------ TESTO ESTRATTO

Anche da altre fonti, come ad esempio la mitologia norrena o quella greca, ci viene offerta una visione piuttosto univoca dei Giganti: degli esseri primigeni e primordiali, dalla natura caotica, incarnazione delle forze della natura, cui si opponeva il pantheon delle divinità vigenti che rappresentavano l’ordine, la civiltà, la razionalità. La sconfitta e la sottomissione di queste prime creature ad opera delle seconde forniva una spiegazione di come si era giunti alla situazione attuale: dal kaos al kosmos.

------------
------ DATI DEL DATASET

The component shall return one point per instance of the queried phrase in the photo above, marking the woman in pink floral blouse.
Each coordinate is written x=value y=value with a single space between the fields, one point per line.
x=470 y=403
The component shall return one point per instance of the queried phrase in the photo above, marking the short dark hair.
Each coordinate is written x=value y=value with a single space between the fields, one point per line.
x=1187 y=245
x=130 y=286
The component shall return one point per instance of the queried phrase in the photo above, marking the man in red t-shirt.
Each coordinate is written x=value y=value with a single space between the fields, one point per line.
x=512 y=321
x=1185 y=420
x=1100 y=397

------------
------ DATI DEL DATASET

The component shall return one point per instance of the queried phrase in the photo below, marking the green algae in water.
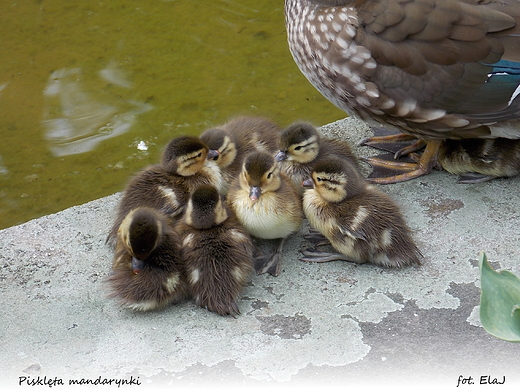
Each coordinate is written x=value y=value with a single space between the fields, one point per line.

------------

**ESERCIZI**
[1] Rispondi in breve a queste domande sul brano:
(a) Quali mitologie vengono citate come altre fonti?
(b) Che cosa rappresentava il pantheon delle divinità vigenti?
(c) Con quale formula si riassume il passaggio alla situazione attuale?
[2] Riscrivi il tratto del brano da "Anche da altre" fino a "kaos al kosmos.", mettendo "Titani" al posto di "Giganti".

**SOLUZIONI**
[1]
(a) La mitologia norrena e quella greca.
(b) L'ordine, la civiltà, la razionalità.
(c) Dal kaos al kosmos.

[2]
Anche da altre fonti, come ad esempio la mitologia norrena o quella greca, ci viene offerta una visione piuttosto univoca dei Titani: degli esseri primigeni e primordiali, dalla natura caotica, incarnazione delle forze della natura, cui si opponeva il pantheon delle divinità vigenti che rappresentavano l’ordine, la civiltà, la razionalità. La sconfitta e la sottomissione di queste prime creature ad opera delle seconde forniva una spiegazione di come si era giunti alla situazione attuale: dal kaos al kosmos.